··· Study text ···
Rusty pilots could be fatal for passengers – they should be retrained post-lockdown

karachi plane crash
98 people were killed when the PIA plane crashed into a Karachi suburb Credit: Getty

Pilot rustiness as a result of lockdown may have led to the fatal crash of a Pakistan International Airlines plane in Karachi last May, Europe’s leading aviation safety official has suggested.

Flight 8303 crash landed in a suburb of Pakistan’s largest city on May 22, killing all but two of the 99 people on board, after its pilots failed to deploy the landing gear when touching down at Jinnah International Airport.

Their mistake damaged the engine, causing it to fail as the plane came back round for a second attempt at landing. 

The Airbus A320 then crashed into Model Colony, a densely populated residential area close to the airport, resulting in multiple injuries and one death among those on the ground.

An investigation into the tragedy has found that the pilots were distracted as they discussed the Covid-19 pandemic, which Patrick Ky, the European Union’s Aviation Safety Agency (EASA) Executive Director, attributed to a lack of “fluency” caused by lockdown.

“The pilots did not seem to be as fluent in the way they were conducting their flights as they should have,” he said yesterday.

“If you haven’t flown for three months, six months, you need to be retrained in some way in order to come back.”
··· Entries supplied ···
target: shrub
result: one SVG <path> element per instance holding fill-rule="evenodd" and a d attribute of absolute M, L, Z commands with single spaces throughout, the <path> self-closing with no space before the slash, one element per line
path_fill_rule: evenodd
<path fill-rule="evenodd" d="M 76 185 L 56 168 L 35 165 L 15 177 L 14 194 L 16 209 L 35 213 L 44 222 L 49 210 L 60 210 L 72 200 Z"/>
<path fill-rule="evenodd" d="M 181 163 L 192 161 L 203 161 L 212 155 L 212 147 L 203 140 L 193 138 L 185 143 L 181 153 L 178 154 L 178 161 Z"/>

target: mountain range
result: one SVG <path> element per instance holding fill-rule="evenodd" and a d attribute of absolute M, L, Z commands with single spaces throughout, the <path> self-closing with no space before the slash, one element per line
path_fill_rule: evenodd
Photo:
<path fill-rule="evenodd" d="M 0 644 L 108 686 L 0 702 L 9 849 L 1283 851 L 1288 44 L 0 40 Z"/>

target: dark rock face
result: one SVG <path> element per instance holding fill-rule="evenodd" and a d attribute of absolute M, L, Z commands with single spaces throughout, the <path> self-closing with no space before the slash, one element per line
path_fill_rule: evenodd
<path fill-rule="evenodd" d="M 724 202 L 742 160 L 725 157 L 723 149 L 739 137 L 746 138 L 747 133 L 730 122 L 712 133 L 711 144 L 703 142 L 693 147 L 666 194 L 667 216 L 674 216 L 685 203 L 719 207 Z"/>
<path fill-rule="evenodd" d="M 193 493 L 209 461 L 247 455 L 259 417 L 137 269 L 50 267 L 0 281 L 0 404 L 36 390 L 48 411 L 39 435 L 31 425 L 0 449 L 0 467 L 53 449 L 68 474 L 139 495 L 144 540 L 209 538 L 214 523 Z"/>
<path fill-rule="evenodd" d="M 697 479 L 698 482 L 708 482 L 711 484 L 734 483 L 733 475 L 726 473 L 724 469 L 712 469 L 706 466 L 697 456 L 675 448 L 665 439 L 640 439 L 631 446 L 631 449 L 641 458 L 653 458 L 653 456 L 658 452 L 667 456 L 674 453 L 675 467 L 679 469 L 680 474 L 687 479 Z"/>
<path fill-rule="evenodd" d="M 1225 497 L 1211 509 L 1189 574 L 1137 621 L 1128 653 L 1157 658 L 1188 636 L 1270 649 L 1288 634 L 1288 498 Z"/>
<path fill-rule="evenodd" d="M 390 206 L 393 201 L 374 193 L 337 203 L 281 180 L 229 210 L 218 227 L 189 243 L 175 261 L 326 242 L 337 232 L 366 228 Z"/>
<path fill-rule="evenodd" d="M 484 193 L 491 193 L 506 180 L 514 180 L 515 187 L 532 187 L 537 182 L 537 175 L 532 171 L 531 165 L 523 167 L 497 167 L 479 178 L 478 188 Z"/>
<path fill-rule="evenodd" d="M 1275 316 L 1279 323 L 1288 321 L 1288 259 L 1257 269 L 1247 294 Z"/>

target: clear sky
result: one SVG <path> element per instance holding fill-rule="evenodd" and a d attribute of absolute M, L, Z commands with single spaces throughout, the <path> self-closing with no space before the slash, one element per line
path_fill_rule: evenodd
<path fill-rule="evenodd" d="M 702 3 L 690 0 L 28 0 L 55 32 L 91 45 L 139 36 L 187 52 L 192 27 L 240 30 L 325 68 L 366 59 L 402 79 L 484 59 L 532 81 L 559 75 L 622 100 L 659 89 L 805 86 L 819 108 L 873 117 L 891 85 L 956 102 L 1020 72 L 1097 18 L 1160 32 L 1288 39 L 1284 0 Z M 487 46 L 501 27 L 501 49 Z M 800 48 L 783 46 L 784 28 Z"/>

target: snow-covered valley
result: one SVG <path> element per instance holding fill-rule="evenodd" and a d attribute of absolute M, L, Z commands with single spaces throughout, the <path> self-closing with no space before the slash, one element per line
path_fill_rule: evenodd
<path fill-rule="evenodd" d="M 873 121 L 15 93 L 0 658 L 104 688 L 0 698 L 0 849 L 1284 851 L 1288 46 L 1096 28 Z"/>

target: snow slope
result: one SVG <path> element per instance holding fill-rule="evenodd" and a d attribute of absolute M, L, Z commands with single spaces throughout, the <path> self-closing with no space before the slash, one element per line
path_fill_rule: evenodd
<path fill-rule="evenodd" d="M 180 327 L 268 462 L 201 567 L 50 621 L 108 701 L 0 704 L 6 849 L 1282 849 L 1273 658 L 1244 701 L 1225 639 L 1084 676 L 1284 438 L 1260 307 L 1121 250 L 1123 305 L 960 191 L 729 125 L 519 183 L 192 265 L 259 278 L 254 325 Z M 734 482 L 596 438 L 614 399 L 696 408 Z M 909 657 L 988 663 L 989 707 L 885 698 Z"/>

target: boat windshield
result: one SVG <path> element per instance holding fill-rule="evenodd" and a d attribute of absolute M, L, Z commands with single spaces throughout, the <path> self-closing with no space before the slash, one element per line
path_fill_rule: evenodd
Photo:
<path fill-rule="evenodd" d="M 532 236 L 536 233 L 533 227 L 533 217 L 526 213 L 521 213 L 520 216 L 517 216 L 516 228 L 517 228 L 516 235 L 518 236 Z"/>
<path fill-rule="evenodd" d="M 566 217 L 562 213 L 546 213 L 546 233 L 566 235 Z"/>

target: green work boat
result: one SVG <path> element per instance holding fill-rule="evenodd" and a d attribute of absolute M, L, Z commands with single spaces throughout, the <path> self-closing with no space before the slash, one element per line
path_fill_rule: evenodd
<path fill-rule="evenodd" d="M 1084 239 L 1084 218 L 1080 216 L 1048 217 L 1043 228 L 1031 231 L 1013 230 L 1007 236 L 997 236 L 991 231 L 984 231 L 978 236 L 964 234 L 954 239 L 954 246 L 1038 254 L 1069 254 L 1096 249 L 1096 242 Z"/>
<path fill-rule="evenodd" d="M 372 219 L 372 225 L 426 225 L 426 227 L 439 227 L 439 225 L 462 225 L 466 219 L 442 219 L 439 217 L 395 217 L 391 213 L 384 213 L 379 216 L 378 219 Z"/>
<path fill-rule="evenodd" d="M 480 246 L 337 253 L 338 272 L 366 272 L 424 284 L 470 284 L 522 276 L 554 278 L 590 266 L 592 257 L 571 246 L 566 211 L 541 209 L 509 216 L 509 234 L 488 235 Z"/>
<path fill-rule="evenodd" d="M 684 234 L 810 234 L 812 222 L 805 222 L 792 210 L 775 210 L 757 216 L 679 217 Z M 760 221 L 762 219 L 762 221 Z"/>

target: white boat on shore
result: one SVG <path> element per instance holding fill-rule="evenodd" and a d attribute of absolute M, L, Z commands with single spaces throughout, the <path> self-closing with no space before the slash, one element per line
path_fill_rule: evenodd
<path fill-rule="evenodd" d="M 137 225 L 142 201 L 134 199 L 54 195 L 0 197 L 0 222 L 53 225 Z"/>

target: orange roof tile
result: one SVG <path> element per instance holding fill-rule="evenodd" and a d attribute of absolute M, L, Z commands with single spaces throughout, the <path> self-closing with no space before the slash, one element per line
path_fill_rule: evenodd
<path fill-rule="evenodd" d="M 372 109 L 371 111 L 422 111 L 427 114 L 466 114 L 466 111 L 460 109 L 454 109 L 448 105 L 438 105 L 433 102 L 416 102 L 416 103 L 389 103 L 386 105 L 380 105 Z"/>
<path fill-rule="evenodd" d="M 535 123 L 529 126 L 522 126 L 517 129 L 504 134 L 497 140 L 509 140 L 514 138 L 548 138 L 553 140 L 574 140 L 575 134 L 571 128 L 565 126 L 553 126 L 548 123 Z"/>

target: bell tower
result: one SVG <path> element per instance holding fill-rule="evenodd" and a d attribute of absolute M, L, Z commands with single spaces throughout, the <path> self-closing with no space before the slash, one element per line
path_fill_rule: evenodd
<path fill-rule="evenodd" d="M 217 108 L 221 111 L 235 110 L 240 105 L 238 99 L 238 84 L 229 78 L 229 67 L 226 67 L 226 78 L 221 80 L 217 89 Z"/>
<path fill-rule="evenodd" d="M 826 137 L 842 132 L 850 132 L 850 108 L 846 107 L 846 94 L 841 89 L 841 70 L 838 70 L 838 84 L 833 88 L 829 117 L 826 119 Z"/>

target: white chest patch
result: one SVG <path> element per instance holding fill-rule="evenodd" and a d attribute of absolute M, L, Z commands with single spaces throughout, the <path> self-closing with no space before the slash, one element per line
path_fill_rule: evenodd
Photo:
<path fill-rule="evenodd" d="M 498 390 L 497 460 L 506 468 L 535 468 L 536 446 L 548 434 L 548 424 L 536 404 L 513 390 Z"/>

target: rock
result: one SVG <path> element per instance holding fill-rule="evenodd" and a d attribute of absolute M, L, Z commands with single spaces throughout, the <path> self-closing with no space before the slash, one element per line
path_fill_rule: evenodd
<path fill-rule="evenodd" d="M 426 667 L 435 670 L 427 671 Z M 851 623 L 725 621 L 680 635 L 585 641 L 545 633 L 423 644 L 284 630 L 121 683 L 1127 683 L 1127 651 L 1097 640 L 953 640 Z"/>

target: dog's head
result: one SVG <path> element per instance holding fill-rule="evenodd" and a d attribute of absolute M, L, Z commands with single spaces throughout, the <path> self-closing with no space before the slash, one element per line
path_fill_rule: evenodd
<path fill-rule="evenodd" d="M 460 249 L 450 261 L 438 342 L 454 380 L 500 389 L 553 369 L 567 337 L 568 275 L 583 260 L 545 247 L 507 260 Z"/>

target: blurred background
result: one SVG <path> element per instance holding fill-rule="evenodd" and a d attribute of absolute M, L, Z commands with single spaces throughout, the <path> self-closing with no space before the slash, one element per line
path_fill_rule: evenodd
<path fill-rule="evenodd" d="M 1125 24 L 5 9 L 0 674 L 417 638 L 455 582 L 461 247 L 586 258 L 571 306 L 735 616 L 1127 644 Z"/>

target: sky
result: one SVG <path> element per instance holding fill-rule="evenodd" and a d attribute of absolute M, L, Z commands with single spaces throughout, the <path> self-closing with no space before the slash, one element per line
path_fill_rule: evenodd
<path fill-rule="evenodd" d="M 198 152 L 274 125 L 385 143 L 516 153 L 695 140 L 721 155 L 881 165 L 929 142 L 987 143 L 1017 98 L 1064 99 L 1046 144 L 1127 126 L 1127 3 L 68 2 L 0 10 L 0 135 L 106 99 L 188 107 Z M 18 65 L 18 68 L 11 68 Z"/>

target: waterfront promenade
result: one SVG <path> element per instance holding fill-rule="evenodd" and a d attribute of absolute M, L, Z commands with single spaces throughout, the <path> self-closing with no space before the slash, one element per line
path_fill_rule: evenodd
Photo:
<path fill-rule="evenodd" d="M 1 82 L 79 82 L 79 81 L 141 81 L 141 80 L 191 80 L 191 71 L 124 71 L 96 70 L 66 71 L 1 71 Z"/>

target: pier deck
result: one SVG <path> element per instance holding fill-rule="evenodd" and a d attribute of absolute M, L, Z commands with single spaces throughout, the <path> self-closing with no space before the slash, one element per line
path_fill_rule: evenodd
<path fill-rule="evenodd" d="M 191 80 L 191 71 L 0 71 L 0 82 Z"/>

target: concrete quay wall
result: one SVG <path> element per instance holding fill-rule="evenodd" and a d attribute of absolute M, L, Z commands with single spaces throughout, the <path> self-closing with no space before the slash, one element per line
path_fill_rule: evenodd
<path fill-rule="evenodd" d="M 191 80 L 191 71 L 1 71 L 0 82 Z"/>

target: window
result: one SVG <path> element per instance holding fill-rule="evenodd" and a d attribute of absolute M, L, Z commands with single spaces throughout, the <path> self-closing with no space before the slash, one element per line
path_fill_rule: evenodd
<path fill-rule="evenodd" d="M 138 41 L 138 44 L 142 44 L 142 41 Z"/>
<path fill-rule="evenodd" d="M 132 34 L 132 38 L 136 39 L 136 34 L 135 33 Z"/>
···
## Problem
Copy the passage from the article on the Karachi plane crash word for word, between "The Airbus A320" and "he said yesterday.", inclusive.

## The completed task
The Airbus A320 then crashed into Model Colony, a densely populated residential area close to the airport, resulting in multiple injuries and one death among those on the ground.

An investigation into the tragedy has found that the pilots were distracted as they discussed the Covid-19 pandemic, which Patrick Ky, the European Union’s Aviation Safety Agency (EASA) Executive Director, attributed to a lack of “fluency” caused by lockdown.

“The pilots did not seem to be as fluent in the way they were conducting their flights as they should have,” he said yesterday.